→ **Selected passage**:
==================================================
Treat newcomers as you would party guests in your home. Welcome them at the door, introduce them to someone else, and give a little hint of something to start the conversation going before walking off to greet another. Make sure they know where the refreshment table is. Say goodbye when they leave. We have found that we need to systematize this because we are so pleased to see our pals once a month that we too easily forget to be as welcoming as we might.
Give people something to do. Even if it is only something small – setting up chairs, putting chips in a bowl, handing out agendas. We don’t like to feel that we have walked into a closed group and we all love to feel that we are contributing. As people become more committed, they will want to take on more complex jobs.
Make your meetings accessible. Proceeds from the walk allowed us to loop our meeting space and hire a captionist for our meetings. This has been a huge boon to our membership. We have many people who joined once we had CART, including some of our most important leaders. If you don’t have a walk in your area to fund CART, do everything possible to raise the money.
==================================================
→ **Assigned task 1**: Do these statements agree with the advice on welcoming group meetings? Answer yes or no for each and quote the words from the text that decide it. (a) Newcomers should be introduced to someone else. (b) The group meets with its members once a week. (c) The captionist was paid for with money from the walk.
→ **Assigned task 2**: Could you carry on the advice on welcoming group meetings from the point where it stops?
==================================================
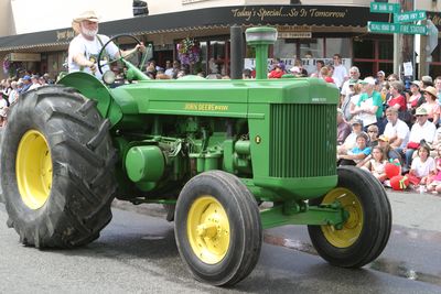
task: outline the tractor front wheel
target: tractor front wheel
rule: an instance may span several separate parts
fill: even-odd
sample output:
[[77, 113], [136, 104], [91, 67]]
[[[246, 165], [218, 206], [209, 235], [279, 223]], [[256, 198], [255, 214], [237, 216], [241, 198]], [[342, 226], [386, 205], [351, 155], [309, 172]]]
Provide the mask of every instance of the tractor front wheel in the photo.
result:
[[311, 205], [340, 205], [348, 213], [342, 228], [309, 226], [312, 244], [333, 265], [361, 268], [375, 260], [387, 244], [391, 209], [386, 192], [372, 174], [354, 167], [337, 170], [338, 184]]
[[189, 181], [178, 198], [174, 224], [181, 258], [200, 281], [233, 285], [259, 259], [259, 209], [232, 174], [211, 171]]
[[0, 176], [8, 225], [23, 244], [71, 248], [99, 237], [116, 190], [109, 126], [96, 102], [63, 86], [11, 107]]

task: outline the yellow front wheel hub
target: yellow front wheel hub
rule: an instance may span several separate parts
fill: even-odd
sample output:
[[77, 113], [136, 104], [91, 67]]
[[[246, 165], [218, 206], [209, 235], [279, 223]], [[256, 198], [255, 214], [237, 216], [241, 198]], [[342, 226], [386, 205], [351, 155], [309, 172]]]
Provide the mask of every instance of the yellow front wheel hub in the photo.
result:
[[363, 207], [358, 197], [347, 188], [335, 188], [324, 196], [322, 204], [338, 202], [349, 214], [342, 229], [334, 226], [322, 226], [326, 240], [337, 248], [347, 248], [355, 243], [363, 229]]
[[213, 196], [202, 196], [191, 206], [187, 225], [190, 246], [197, 258], [215, 264], [229, 248], [229, 221], [222, 204]]
[[30, 130], [19, 143], [15, 163], [17, 182], [23, 203], [31, 209], [41, 208], [52, 186], [52, 157], [44, 135]]

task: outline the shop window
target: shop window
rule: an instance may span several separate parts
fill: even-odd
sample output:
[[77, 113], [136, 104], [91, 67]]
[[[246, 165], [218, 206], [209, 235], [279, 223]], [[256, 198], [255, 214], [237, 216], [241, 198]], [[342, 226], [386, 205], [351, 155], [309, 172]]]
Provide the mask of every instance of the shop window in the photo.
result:
[[225, 41], [209, 41], [207, 74], [226, 74], [225, 53]]
[[272, 56], [277, 58], [295, 58], [295, 43], [288, 40], [277, 40], [273, 45]]
[[343, 58], [351, 57], [351, 39], [326, 37], [325, 57], [332, 58], [336, 53]]
[[[375, 58], [374, 41], [361, 40], [354, 41], [354, 58]], [[394, 50], [394, 48], [392, 48]]]

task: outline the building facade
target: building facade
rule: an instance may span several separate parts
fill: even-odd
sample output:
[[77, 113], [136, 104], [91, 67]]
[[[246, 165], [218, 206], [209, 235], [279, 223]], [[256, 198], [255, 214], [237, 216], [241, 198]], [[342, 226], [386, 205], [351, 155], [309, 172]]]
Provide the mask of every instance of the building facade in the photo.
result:
[[[3, 76], [12, 74], [18, 67], [49, 72], [52, 76], [63, 70], [68, 42], [74, 36], [71, 21], [84, 8], [94, 9], [101, 17], [101, 33], [132, 34], [150, 44], [152, 57], [161, 66], [166, 59], [179, 58], [176, 44], [190, 37], [201, 46], [198, 70], [228, 75], [229, 28], [240, 25], [245, 30], [255, 25], [271, 25], [278, 29], [279, 39], [271, 46], [270, 56], [284, 59], [288, 64], [301, 58], [306, 68], [312, 70], [316, 59], [329, 62], [338, 53], [346, 66], [358, 66], [363, 76], [379, 69], [388, 74], [394, 72], [392, 34], [367, 32], [368, 21], [390, 22], [391, 15], [369, 12], [372, 1], [366, 0], [147, 1], [149, 15], [137, 18], [131, 14], [131, 0], [40, 0], [39, 6], [32, 4], [35, 7], [35, 10], [32, 8], [33, 13], [29, 13], [25, 8], [32, 2], [11, 0], [2, 3], [1, 13], [4, 18], [0, 15], [0, 19], [9, 23], [0, 26], [3, 35], [0, 37], [0, 58], [9, 58], [13, 65], [8, 70], [3, 68]], [[441, 1], [389, 2], [400, 2], [405, 10], [427, 10], [429, 18], [441, 29], [441, 14], [438, 13], [441, 9], [438, 2]], [[32, 24], [39, 20], [39, 25]], [[407, 36], [402, 44], [396, 50], [405, 56], [404, 62], [409, 61], [415, 67], [413, 36]], [[252, 66], [252, 51], [245, 45], [243, 51], [245, 66]], [[430, 74], [441, 75], [440, 46], [432, 53]]]

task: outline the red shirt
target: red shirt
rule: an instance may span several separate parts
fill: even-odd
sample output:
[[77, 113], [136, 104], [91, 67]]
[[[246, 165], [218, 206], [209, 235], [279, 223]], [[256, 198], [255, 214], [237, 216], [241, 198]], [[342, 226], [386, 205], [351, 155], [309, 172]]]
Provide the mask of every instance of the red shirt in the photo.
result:
[[395, 105], [399, 105], [399, 111], [406, 111], [407, 110], [407, 105], [406, 105], [406, 99], [402, 95], [395, 97], [395, 98], [390, 98], [389, 101], [387, 101], [387, 105], [389, 107], [392, 107]]

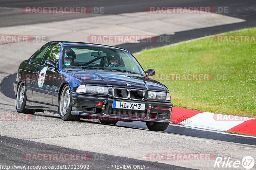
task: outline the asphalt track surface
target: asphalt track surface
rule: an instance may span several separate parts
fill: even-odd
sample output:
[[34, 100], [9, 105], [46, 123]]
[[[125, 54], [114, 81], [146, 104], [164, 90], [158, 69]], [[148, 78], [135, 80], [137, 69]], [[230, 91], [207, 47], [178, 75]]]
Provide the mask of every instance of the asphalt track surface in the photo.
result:
[[[56, 168], [58, 165], [75, 165], [77, 166], [88, 166], [90, 169], [98, 170], [110, 169], [111, 165], [131, 165], [132, 167], [134, 165], [144, 165], [145, 169], [193, 169], [124, 157], [83, 151], [1, 136], [0, 136], [0, 162], [2, 165], [10, 166], [11, 167], [13, 165], [20, 166], [49, 165], [55, 166], [55, 168], [52, 169], [59, 169]], [[31, 160], [29, 158], [32, 157], [22, 157], [24, 153], [41, 153], [49, 155], [52, 153], [86, 154], [86, 160], [67, 160], [60, 159], [61, 160], [60, 160], [52, 161], [50, 159], [45, 160], [35, 160], [35, 159]]]
[[[86, 15], [77, 14], [34, 15], [20, 15], [20, 8], [25, 6], [89, 6], [91, 7], [104, 7], [104, 14], [90, 14]], [[100, 4], [100, 5], [99, 5]], [[117, 14], [125, 13], [145, 11], [149, 6], [228, 6], [230, 11], [227, 14], [221, 14], [229, 16], [245, 19], [243, 23], [225, 25], [197, 29], [193, 30], [176, 32], [174, 35], [170, 35], [171, 41], [168, 43], [158, 42], [152, 43], [128, 43], [122, 44], [118, 46], [127, 49], [132, 52], [139, 51], [146, 48], [159, 46], [168, 44], [178, 42], [205, 35], [213, 35], [227, 31], [240, 29], [256, 26], [256, 2], [255, 1], [161, 1], [161, 4], [158, 1], [153, 0], [126, 1], [1, 1], [0, 2], [0, 27], [5, 27], [38, 23], [59, 21], [72, 19], [91, 17], [101, 15]], [[22, 13], [21, 13], [22, 14]], [[13, 83], [16, 75], [13, 74], [6, 78], [0, 85], [1, 91], [7, 96], [14, 98]], [[80, 121], [83, 122], [82, 120]], [[85, 122], [87, 122], [85, 121]], [[119, 122], [116, 126], [127, 128], [139, 128], [147, 129], [145, 123], [134, 121], [132, 122]], [[213, 139], [222, 141], [231, 142], [238, 143], [256, 145], [255, 138], [246, 136], [236, 136], [228, 133], [220, 133], [217, 132], [204, 131], [182, 126], [170, 125], [164, 133], [170, 133], [182, 135], [195, 137]], [[26, 151], [30, 153], [84, 153], [84, 151], [75, 150], [62, 148], [54, 145], [48, 145], [34, 142], [27, 141], [5, 137], [0, 136], [0, 162], [4, 164], [19, 165], [38, 165], [37, 161], [28, 161], [21, 159], [20, 154]], [[93, 152], [89, 153], [94, 155], [100, 154]], [[91, 165], [90, 169], [108, 169], [107, 165], [112, 164], [134, 165], [146, 164], [150, 169], [184, 169], [180, 167], [164, 164], [153, 163], [140, 161], [120, 157], [111, 156], [101, 154], [104, 160], [93, 159], [88, 161], [88, 164]], [[76, 162], [76, 163], [77, 162]], [[51, 165], [61, 164], [61, 162], [51, 162]], [[74, 163], [70, 162], [70, 163]], [[64, 164], [68, 164], [65, 161]], [[181, 165], [182, 166], [182, 165]]]

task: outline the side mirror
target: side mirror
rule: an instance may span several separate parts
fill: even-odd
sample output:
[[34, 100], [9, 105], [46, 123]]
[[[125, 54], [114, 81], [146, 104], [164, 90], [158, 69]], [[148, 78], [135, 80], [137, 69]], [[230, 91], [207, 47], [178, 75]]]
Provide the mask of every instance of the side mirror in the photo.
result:
[[54, 67], [55, 68], [58, 68], [58, 67], [55, 65], [54, 62], [51, 60], [46, 60], [44, 61], [44, 65], [46, 66]]
[[149, 76], [154, 75], [155, 73], [156, 73], [156, 72], [155, 71], [154, 69], [149, 68], [149, 69], [148, 69], [148, 70], [147, 70], [147, 71], [145, 71], [145, 73], [147, 73], [148, 76]]

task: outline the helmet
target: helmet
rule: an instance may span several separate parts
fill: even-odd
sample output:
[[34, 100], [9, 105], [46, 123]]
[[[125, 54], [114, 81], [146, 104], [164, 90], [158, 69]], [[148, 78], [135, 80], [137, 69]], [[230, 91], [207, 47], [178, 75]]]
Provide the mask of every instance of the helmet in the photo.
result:
[[[65, 55], [64, 58], [64, 64], [68, 66], [71, 63], [74, 63], [75, 59], [76, 58], [76, 56], [73, 50], [71, 48], [68, 48], [65, 50]], [[73, 65], [73, 64], [72, 64]]]
[[119, 54], [116, 53], [113, 54], [108, 57], [107, 60], [108, 62], [108, 65], [110, 65], [112, 64], [110, 62], [110, 61], [112, 60], [117, 60], [117, 64], [120, 64], [120, 63], [122, 60], [122, 58], [119, 55]]

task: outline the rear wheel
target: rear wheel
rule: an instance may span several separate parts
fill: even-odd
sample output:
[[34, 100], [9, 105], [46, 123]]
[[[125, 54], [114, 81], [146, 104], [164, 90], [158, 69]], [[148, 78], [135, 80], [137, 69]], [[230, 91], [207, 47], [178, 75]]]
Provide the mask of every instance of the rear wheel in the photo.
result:
[[157, 122], [146, 122], [148, 128], [152, 131], [163, 131], [166, 130], [169, 125], [169, 123]]
[[34, 114], [36, 112], [32, 109], [26, 109], [26, 91], [25, 90], [25, 86], [23, 82], [20, 83], [18, 87], [17, 93], [16, 95], [16, 110], [19, 113], [27, 113]]
[[62, 89], [60, 98], [59, 105], [60, 115], [64, 120], [78, 121], [81, 118], [81, 116], [71, 114], [72, 100], [70, 88], [68, 85], [66, 85]]
[[117, 120], [102, 120], [100, 119], [100, 121], [102, 124], [116, 124], [118, 122]]

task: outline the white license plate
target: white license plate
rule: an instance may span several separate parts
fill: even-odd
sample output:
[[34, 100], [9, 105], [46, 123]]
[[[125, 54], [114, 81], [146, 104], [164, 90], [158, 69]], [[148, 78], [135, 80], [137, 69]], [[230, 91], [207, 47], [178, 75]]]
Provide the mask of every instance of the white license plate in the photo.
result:
[[145, 103], [113, 101], [112, 107], [131, 110], [145, 110]]

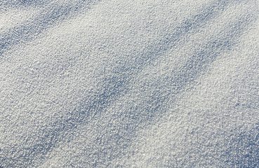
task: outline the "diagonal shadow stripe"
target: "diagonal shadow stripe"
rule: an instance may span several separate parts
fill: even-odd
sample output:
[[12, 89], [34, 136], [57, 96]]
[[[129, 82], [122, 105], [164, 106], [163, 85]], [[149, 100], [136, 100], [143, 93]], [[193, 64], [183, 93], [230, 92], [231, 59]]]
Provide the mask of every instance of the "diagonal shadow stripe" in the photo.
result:
[[36, 39], [40, 34], [51, 25], [68, 19], [70, 14], [78, 13], [86, 6], [89, 9], [89, 5], [95, 4], [99, 1], [100, 0], [84, 0], [78, 1], [74, 4], [71, 3], [62, 6], [52, 5], [46, 4], [46, 2], [43, 4], [42, 1], [39, 4], [36, 1], [26, 1], [26, 3], [22, 6], [25, 7], [32, 6], [38, 8], [39, 6], [40, 8], [47, 9], [47, 10], [41, 12], [41, 15], [32, 18], [29, 22], [22, 22], [20, 25], [8, 29], [8, 32], [0, 33], [0, 55], [18, 44]]
[[[223, 1], [218, 1], [218, 3], [220, 4], [222, 10], [227, 5], [227, 3]], [[217, 6], [218, 6], [218, 4]], [[87, 122], [89, 116], [100, 116], [102, 111], [105, 111], [107, 107], [107, 104], [110, 104], [112, 102], [116, 101], [119, 97], [128, 91], [131, 75], [141, 71], [145, 68], [145, 65], [147, 65], [150, 64], [150, 62], [156, 61], [156, 57], [159, 57], [159, 54], [177, 45], [179, 39], [185, 36], [191, 29], [199, 29], [206, 24], [206, 22], [218, 16], [220, 12], [219, 10], [214, 10], [213, 7], [211, 6], [204, 9], [201, 13], [184, 22], [182, 26], [179, 27], [176, 31], [174, 31], [176, 33], [164, 35], [163, 39], [164, 40], [161, 41], [159, 45], [157, 46], [154, 46], [155, 49], [152, 50], [152, 51], [142, 53], [141, 57], [139, 57], [139, 58], [135, 60], [131, 67], [127, 69], [125, 69], [123, 66], [114, 67], [114, 73], [116, 75], [112, 78], [107, 77], [102, 81], [102, 84], [104, 85], [103, 88], [105, 88], [105, 90], [102, 93], [96, 93], [97, 96], [95, 97], [94, 100], [90, 104], [84, 106], [86, 108], [81, 108], [79, 106], [74, 113], [70, 115], [69, 119], [65, 118], [60, 118], [60, 120], [53, 123], [51, 127], [55, 129], [46, 130], [47, 133], [46, 133], [44, 136], [41, 136], [41, 139], [38, 140], [36, 144], [26, 148], [22, 148], [20, 150], [24, 151], [24, 154], [21, 154], [20, 157], [15, 159], [9, 158], [1, 161], [6, 164], [7, 162], [28, 161], [29, 159], [32, 160], [32, 156], [30, 153], [34, 153], [35, 155], [37, 155], [34, 156], [35, 158], [44, 158], [46, 153], [51, 152], [51, 149], [55, 147], [55, 144], [57, 144], [58, 142], [64, 141], [67, 136], [67, 132], [76, 129], [77, 125], [78, 125], [86, 122]], [[203, 50], [203, 51], [194, 54], [192, 58], [189, 59], [185, 65], [182, 67], [182, 71], [184, 73], [178, 73], [179, 75], [176, 78], [171, 79], [171, 81], [173, 80], [174, 83], [181, 83], [181, 85], [176, 88], [175, 92], [171, 92], [168, 93], [166, 97], [163, 96], [163, 97], [161, 94], [158, 92], [156, 96], [151, 97], [150, 101], [153, 104], [156, 104], [156, 106], [152, 107], [152, 109], [147, 109], [147, 111], [150, 111], [148, 113], [147, 113], [147, 111], [143, 111], [142, 113], [134, 113], [134, 110], [130, 112], [134, 113], [134, 120], [133, 121], [131, 120], [129, 122], [125, 122], [121, 123], [121, 125], [127, 125], [128, 126], [128, 127], [131, 128], [126, 130], [127, 134], [131, 134], [130, 136], [134, 136], [135, 130], [136, 128], [132, 127], [132, 125], [138, 125], [142, 122], [146, 122], [147, 125], [150, 123], [154, 116], [162, 115], [159, 113], [159, 111], [162, 109], [162, 106], [159, 105], [161, 104], [159, 102], [164, 102], [166, 101], [166, 97], [173, 97], [173, 94], [177, 94], [178, 90], [180, 90], [180, 88], [186, 87], [186, 83], [190, 78], [195, 78], [199, 74], [204, 70], [204, 69], [201, 68], [202, 65], [205, 65], [205, 66], [209, 66], [209, 64], [215, 59], [217, 56], [222, 52], [224, 52], [226, 48], [231, 48], [235, 40], [233, 38], [234, 34], [241, 35], [241, 32], [245, 31], [245, 28], [248, 24], [248, 22], [244, 20], [242, 24], [238, 24], [237, 29], [233, 28], [232, 31], [227, 33], [225, 38], [211, 41], [209, 44], [206, 46], [206, 48]], [[168, 36], [171, 38], [168, 38]], [[220, 48], [220, 50], [216, 50], [218, 52], [215, 52], [215, 49], [218, 49], [218, 48]], [[122, 62], [121, 65], [124, 64], [126, 64], [126, 62]], [[192, 71], [190, 71], [190, 69], [192, 69]], [[168, 79], [166, 80], [168, 80]], [[170, 85], [170, 83], [168, 84]], [[81, 104], [84, 104], [84, 102], [82, 102]], [[112, 136], [114, 136], [116, 139], [124, 139], [126, 137], [128, 137], [128, 136], [123, 136], [119, 134], [114, 134]], [[103, 141], [109, 141], [109, 137], [103, 139]], [[128, 144], [128, 146], [129, 145], [130, 142]], [[103, 152], [103, 150], [104, 149], [100, 149], [96, 155], [100, 155], [100, 153]], [[29, 157], [27, 158], [25, 155], [29, 155]], [[29, 162], [29, 164], [33, 164], [32, 162]], [[28, 163], [26, 165], [29, 165], [29, 164]], [[17, 164], [9, 165], [13, 166]]]

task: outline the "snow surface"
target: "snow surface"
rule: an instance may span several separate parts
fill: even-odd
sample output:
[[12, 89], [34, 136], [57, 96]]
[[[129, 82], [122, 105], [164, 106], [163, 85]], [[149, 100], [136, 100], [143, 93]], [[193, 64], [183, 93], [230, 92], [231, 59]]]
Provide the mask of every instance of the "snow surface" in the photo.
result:
[[0, 167], [259, 166], [259, 1], [0, 1]]

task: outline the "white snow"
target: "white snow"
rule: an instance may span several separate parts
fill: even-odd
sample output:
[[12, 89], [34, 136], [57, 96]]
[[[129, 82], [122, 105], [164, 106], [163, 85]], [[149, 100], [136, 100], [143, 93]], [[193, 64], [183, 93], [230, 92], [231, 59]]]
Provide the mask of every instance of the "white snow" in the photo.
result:
[[0, 1], [0, 167], [255, 167], [258, 1]]

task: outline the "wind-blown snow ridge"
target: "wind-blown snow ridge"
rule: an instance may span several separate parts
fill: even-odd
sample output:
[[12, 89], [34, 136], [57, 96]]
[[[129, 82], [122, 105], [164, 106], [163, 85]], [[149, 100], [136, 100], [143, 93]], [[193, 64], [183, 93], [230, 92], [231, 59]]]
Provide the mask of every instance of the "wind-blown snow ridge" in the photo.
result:
[[0, 166], [258, 164], [257, 1], [1, 3]]

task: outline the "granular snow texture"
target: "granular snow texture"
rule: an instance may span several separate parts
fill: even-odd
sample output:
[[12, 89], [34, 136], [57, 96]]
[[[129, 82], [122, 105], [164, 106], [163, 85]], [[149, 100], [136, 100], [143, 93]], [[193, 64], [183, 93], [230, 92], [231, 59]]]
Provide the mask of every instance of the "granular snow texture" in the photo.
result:
[[259, 1], [0, 1], [0, 167], [259, 167]]

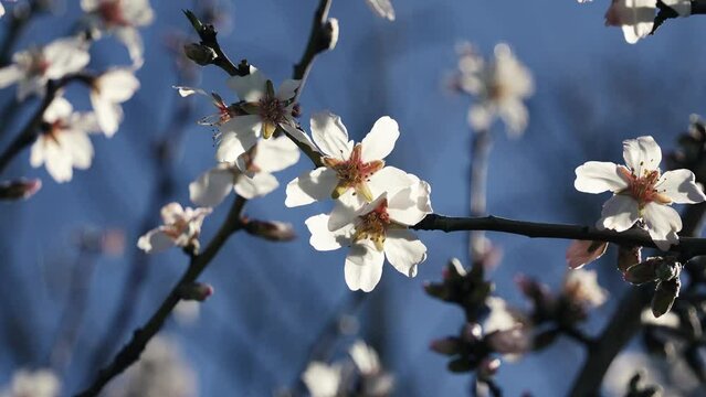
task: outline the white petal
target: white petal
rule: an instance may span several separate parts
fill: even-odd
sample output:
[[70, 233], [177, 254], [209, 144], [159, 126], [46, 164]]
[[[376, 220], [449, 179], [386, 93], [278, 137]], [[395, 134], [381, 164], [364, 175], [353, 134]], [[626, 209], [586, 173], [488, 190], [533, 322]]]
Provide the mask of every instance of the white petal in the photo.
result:
[[384, 239], [388, 261], [407, 277], [417, 276], [417, 265], [426, 259], [426, 247], [408, 229], [390, 228]]
[[676, 232], [682, 229], [682, 218], [676, 210], [667, 205], [647, 203], [644, 221], [650, 237], [660, 249], [668, 250], [671, 245], [679, 244]]
[[644, 170], [657, 170], [662, 162], [662, 150], [652, 137], [640, 137], [623, 141], [623, 159], [635, 175], [643, 176]]
[[173, 239], [164, 232], [162, 227], [147, 232], [137, 240], [137, 247], [147, 254], [160, 253], [173, 246]]
[[296, 96], [297, 89], [302, 85], [302, 81], [285, 79], [277, 89], [277, 99], [289, 100]]
[[294, 207], [330, 198], [337, 183], [336, 172], [325, 167], [307, 171], [287, 184], [287, 198], [284, 205]]
[[259, 101], [265, 95], [267, 78], [254, 66], [250, 66], [247, 76], [233, 76], [228, 79], [238, 97], [244, 101]]
[[189, 198], [199, 206], [214, 207], [233, 190], [234, 175], [228, 165], [215, 167], [189, 184]]
[[637, 202], [626, 195], [617, 194], [603, 204], [597, 226], [624, 232], [637, 222]]
[[612, 162], [589, 161], [576, 169], [573, 186], [583, 193], [619, 192], [628, 187], [628, 182], [618, 170]]
[[255, 167], [262, 172], [277, 172], [299, 161], [299, 148], [287, 137], [264, 139], [257, 143]]
[[336, 230], [335, 233], [330, 232], [328, 229], [328, 215], [326, 214], [312, 216], [306, 219], [305, 224], [312, 234], [309, 244], [316, 250], [334, 250], [350, 243], [348, 234], [352, 230], [352, 225], [348, 228]]
[[384, 254], [377, 250], [370, 240], [350, 246], [344, 269], [346, 283], [351, 291], [370, 292], [380, 282]]
[[336, 159], [348, 160], [352, 151], [352, 141], [340, 117], [323, 111], [312, 116], [312, 136], [322, 151]]
[[694, 173], [689, 170], [665, 172], [660, 178], [656, 189], [678, 204], [696, 204], [706, 200], [706, 195], [695, 182]]
[[235, 193], [244, 198], [253, 198], [263, 196], [280, 186], [280, 182], [273, 174], [266, 172], [257, 172], [252, 178], [240, 175], [235, 182]]
[[372, 160], [382, 160], [394, 148], [394, 142], [400, 137], [400, 127], [392, 118], [384, 116], [380, 117], [375, 122], [372, 129], [362, 139], [362, 152], [361, 159], [363, 162]]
==================================================
→ **Response 1**:
(a) Yes: "introduce them to someone else"
(b) No: "once a month"
(c) Yes: "Proceeds from the walk allowed us to loop our meeting space and hire a captionist for our meetings"

→ **Response 2**:
Listen for ideas and enthusiasms and pick up on them. We have lots of things going on in the Manhattan Chapter and they all started because someone was passionate about doing them. Did we start them all at once? No we didn’t. They have evolved gradually as our membership and chapter participation have grown.
Be flexible. We don’t have to do things the way they have always been done. If you are having trouble getting one person to do a job, asking two to pair up often works. We carried this idea into the governance of the chapter, forming a Planning Committee (PC). This structure arose ten or more years ago because the chapter was unable to find new people willing to be president and vice president. The committee meets once a month, two weeks before our general meeting. For a while, even the planning committee meeting chair rotated monthly among the members. More recently, we have had one person who has functioned as chair of the PC and as chapter leader. Most significant, members who have joined the chapter within the last five years make up half the PC.
And most important, enjoy. Your enthusiasm is contagious. People will want to stick with you.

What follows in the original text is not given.